#### [SHORT PROBLEM]
Please copy the news report from "Since the vote, the" through "inauguration as surreal.", substituting "bizarre" for "surreal".

BARCELONA, Spain — Donald Trump has his tweets, but fugitive Catalonian separatist leader Carles Puigdemont is opening a new frontier in social media-aided governance.
From his Belgian sanctuary, Mr. Puigdemont is asking the Spanish province’s new parliament, where separatists have retained control despite a bruising battle with the central government, to inaugurate him this week by Skype and allow him to govern “telematically.”
He made the unusual request as a fierce clash between the rebellious northeastern province and the central government in Madrid was flaring again after inconclusive regional elections last month failed to resolve the gravest challenge to Spain’s unity in decades.
Spanish Prime Minister Mariano Rajoy warned Monday that the government will keep control of Catalonia if the former regional leader tries to resume office from Belgium.
“It’s absurd that someone may intend to be a candidate to be the head of the regional government while being in Brussels and running away from justice,” Mr. Rajoy told reporters Monday in Madrid. “This is no longer just a judicial and political problem; this a problem of pure common sense.”
The latest elections proved a disappointment to both sides.
Mr. Rajoy hoped a majority of Spain’s richest province would reject the separatists, but three pro-independence parties captured 70 of the 135 seats in the Catalan parliament.
Pro-independence forces failed to gain a majority of the votes cast, and Ciudadanos, a center-right party gaining support throughout Spain, received the largest single share — 27 percent — of the seven parties competing in the local elections.
Since the vote, the separatists have struggled to find unity and bolster their popular support, even as the Rajoy government dismissed Mr. Puigdemont’s Skype inauguration as surreal.
Officials in the exiled former leader’s Junts per Catalunya have said they will present enabling legislation before the Catalan parliament, which reconvenes Wednesday to allow the online swearing-in to proceed.
Mr. Puigdemont fled to Belgium in November to escape arrest when Mr. Rajoy imposed direct rule on Catalonia in response to a declaration of independence by its regional government.
Mr. Rajoy then called the December regional vote, calculating that parties opposing the break with Spain would ride to victory on a backlash against separatism. But his gamble fell short. After Ciudadanos, Mr. Puigdemont’s Junts per Catalunya got the second-largest share with 23 percent.
Spanish government officials have said that direct rule provisions they have instituted in Catalonia will remain in place if separatist parties try to install Mr. Puigdemont this week by video conference.
“It’s a fallacy, an impossible pretension. You cannot be president from 2,000 miles away,” said central government chief spokesman Ernesto de Vigo.

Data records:

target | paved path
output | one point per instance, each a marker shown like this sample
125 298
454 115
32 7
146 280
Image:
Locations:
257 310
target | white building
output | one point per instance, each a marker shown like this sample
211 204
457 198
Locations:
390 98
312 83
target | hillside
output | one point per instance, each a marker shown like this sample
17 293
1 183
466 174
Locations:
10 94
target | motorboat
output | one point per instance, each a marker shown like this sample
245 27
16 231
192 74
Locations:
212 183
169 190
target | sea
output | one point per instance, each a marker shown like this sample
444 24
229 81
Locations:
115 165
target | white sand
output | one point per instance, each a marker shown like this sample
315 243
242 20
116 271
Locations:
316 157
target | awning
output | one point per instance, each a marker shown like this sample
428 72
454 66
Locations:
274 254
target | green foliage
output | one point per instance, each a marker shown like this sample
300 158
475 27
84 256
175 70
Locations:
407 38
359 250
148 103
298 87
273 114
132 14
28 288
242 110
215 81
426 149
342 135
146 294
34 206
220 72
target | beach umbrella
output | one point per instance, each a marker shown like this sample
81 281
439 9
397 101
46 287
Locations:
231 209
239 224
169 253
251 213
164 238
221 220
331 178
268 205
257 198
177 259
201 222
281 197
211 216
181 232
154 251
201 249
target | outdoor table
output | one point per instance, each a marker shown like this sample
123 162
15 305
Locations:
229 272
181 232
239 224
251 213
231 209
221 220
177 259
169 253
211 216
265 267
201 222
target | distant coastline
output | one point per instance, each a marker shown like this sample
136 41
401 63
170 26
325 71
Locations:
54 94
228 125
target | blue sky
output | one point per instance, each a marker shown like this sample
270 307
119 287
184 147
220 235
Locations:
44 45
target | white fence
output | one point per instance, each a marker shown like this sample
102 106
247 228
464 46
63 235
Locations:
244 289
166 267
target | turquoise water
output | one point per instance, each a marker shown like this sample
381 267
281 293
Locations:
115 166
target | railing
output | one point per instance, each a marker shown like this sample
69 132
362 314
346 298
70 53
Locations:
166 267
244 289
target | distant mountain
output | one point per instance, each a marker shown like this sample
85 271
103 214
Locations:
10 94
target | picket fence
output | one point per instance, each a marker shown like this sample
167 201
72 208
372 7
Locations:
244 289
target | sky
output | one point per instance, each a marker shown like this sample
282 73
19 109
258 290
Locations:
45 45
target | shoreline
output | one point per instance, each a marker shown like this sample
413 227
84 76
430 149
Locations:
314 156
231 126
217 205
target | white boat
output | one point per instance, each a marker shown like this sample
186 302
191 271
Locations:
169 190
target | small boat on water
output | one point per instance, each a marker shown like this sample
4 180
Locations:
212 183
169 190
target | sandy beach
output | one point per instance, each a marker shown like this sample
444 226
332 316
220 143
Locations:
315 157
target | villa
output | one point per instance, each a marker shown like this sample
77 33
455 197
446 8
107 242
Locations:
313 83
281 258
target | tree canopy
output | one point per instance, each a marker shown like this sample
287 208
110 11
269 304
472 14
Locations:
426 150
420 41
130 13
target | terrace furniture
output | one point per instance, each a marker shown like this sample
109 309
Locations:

#### [TASK RESPONSE]
Since the vote, the separatists have struggled to find unity and bolster their popular support, even as the Rajoy government dismissed Mr. Puigdemont’s Skype inauguration as bizarre.